Supplied entries:
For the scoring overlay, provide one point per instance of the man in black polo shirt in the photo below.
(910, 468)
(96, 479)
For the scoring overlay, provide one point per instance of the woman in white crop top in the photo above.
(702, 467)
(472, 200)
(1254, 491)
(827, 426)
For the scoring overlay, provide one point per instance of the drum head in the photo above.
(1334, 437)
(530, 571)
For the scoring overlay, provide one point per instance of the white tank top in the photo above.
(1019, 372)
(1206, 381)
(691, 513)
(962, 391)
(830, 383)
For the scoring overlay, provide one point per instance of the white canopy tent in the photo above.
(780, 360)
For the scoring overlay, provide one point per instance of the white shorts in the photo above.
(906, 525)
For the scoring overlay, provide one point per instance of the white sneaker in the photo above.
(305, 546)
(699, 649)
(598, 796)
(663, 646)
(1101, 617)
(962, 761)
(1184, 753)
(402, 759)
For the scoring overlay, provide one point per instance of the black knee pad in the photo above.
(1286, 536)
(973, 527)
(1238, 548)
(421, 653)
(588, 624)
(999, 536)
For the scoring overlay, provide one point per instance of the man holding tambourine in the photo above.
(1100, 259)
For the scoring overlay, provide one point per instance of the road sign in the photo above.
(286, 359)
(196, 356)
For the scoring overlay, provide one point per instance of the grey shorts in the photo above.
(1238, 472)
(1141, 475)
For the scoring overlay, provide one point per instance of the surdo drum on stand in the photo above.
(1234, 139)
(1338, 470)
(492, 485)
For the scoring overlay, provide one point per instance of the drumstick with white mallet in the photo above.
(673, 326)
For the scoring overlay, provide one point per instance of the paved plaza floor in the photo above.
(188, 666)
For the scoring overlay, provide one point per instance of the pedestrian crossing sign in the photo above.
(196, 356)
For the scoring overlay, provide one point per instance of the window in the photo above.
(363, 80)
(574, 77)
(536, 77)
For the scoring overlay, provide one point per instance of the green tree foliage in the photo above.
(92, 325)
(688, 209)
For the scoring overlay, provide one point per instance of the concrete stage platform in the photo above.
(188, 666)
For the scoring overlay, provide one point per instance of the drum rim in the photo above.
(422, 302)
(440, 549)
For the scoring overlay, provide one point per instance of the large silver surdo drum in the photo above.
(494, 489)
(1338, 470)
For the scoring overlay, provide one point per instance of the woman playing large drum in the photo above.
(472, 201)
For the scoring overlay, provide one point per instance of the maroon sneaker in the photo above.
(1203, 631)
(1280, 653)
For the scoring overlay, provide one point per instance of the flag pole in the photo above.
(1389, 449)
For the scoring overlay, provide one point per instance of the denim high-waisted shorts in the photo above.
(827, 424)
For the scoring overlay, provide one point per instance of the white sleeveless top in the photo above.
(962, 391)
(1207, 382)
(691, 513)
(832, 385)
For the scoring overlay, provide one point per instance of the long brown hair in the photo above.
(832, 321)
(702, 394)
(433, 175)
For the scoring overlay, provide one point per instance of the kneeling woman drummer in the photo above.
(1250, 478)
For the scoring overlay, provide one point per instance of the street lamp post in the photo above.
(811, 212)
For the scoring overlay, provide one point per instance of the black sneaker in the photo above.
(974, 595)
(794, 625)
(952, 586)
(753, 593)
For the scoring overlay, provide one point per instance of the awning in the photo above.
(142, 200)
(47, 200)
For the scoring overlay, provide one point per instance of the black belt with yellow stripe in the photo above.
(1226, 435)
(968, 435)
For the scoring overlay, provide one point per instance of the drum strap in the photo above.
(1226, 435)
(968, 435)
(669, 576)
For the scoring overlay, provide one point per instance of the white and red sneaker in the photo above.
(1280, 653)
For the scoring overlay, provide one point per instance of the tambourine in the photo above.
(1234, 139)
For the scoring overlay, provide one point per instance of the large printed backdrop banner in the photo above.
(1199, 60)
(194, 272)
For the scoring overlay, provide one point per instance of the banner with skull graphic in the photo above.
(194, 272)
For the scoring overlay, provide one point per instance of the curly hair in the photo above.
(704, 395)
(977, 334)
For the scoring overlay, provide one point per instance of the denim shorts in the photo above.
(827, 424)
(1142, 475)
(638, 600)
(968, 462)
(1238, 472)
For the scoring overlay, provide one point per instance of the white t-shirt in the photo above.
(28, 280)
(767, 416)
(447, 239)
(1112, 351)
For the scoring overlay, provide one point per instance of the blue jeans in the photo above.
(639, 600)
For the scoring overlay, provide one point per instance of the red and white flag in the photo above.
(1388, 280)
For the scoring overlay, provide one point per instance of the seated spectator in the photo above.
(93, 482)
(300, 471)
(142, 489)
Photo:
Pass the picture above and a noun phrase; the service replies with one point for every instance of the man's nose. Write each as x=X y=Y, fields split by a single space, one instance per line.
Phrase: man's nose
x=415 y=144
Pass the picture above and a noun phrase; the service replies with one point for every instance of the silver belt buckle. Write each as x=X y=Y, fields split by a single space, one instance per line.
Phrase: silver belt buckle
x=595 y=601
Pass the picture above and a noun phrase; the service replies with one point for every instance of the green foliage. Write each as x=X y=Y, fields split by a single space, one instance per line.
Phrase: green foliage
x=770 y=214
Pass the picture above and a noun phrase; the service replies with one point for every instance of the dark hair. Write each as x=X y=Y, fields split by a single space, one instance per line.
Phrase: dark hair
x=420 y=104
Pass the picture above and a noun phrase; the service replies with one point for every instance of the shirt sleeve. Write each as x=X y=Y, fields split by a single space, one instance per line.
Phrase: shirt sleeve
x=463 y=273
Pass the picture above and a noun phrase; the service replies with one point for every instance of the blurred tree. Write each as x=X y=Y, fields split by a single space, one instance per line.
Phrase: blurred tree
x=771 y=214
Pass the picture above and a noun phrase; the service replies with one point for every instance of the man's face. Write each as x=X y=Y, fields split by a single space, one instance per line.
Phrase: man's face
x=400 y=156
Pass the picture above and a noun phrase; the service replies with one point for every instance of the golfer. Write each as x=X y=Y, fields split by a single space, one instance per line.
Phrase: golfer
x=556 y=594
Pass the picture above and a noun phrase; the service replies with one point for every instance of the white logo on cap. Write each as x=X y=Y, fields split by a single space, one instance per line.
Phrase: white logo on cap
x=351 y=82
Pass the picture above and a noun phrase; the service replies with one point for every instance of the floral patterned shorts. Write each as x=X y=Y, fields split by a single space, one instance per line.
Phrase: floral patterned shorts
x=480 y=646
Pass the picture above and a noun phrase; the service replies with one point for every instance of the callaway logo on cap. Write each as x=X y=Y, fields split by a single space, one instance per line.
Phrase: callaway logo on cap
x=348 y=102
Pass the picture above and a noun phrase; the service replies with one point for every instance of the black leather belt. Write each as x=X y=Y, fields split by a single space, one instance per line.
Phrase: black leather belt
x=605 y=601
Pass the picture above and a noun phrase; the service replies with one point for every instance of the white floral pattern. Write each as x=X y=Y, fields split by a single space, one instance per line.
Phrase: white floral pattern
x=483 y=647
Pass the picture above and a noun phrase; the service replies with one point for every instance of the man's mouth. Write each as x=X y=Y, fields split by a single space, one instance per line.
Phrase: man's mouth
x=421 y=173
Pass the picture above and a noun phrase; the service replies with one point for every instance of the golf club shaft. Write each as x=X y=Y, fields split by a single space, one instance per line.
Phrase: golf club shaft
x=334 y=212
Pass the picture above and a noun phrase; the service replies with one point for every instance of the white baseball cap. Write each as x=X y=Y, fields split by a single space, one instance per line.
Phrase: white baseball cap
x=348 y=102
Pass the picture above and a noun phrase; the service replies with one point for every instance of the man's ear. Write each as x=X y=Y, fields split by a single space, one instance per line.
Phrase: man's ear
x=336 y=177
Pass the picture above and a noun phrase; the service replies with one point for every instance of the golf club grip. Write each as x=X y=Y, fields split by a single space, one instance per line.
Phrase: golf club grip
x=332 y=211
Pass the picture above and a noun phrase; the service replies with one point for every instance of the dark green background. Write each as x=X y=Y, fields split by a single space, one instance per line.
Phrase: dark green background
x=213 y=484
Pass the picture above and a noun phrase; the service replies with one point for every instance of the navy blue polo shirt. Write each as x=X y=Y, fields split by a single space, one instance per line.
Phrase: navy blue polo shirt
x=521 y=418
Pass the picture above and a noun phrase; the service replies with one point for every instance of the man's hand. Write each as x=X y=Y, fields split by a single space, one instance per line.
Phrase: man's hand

Work order: Starting from the line containing "Phrase: dark green background" and ending with the final line of the data, reproduce each line exactly as it appears, including no other lines.

Response to this exercise:
Phrase: dark green background
x=213 y=484
Pass the picture above and a noun phrase; the service replies with one point for every instance of the navy blue polo shirt. Write each as x=X y=Y, fields split by a single space, one instance per line.
Phrase: navy blue polo shirt
x=521 y=418
Pass the picture above and a noun phrase; the service replies with one point for every instance of the man's hand. Write each as x=X y=Y, fields split by a single space, one instance per line.
Phrase: man's hand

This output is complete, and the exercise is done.